--- begin Raw data ---

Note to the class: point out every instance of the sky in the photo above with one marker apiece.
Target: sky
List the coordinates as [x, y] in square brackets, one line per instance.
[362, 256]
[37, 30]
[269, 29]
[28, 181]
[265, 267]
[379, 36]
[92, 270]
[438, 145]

--- end Raw data ---

- [Exercise prompt] Set down all of the entries exactly, please.

- [Solution to this problem]
Note to the class: point out every instance of the sky in the photo above with one marker apiece.
Target: sky
List the coordinates as [x, y] in square brackets, one line per instance.
[362, 256]
[37, 30]
[269, 29]
[28, 181]
[265, 267]
[379, 36]
[92, 270]
[438, 145]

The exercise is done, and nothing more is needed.